[[ Records to use, beginning ]]

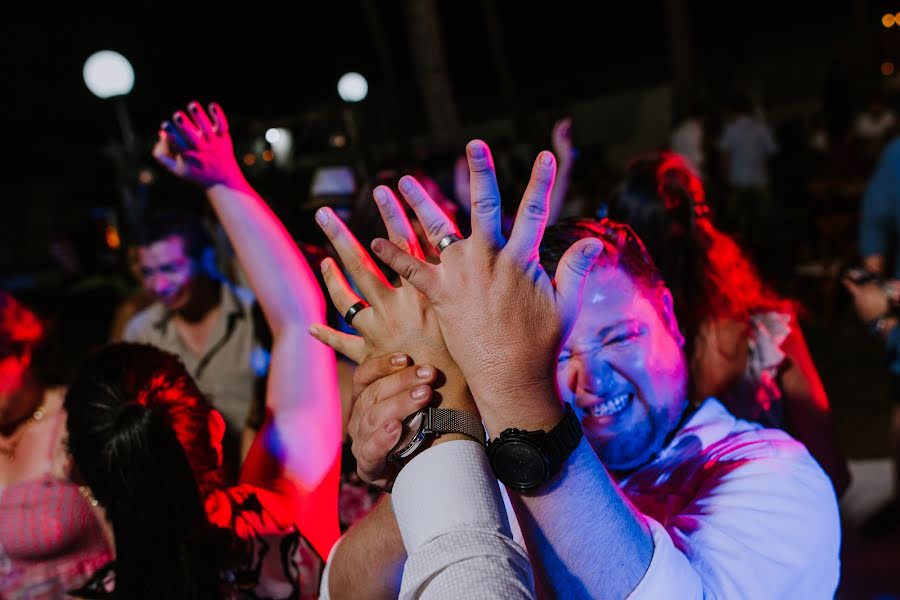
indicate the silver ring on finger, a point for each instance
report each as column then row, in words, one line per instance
column 446, row 241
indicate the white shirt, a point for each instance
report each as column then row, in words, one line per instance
column 736, row 511
column 455, row 529
column 687, row 140
column 749, row 143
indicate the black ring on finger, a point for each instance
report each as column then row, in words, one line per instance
column 356, row 308
column 446, row 241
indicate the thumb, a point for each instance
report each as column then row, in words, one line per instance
column 572, row 272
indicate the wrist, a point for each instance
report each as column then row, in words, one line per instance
column 236, row 183
column 533, row 407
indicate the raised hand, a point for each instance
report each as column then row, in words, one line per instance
column 561, row 137
column 503, row 319
column 400, row 319
column 197, row 146
column 387, row 389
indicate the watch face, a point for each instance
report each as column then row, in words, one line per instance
column 411, row 435
column 519, row 464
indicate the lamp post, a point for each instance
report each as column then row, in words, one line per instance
column 353, row 89
column 109, row 76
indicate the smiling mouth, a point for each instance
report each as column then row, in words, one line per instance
column 610, row 407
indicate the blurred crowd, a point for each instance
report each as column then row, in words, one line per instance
column 242, row 404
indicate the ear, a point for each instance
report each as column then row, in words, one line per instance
column 216, row 425
column 667, row 312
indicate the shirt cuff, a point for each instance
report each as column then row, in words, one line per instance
column 448, row 487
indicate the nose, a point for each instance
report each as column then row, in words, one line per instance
column 585, row 375
column 158, row 284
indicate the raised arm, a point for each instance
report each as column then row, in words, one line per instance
column 300, row 442
column 504, row 322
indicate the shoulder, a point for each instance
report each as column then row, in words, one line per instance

[[ Records to use, end ]]

_Work to be completed_. Write out, exactly, the lines of the material from the very first through the line containing "indicate the white", and leave out every picture.

_Output below_.
indicate the silver ring on finger, a point for each instance
report each as column then row, in words, one line per instance
column 446, row 241
indicate the white shirt, a point for each instance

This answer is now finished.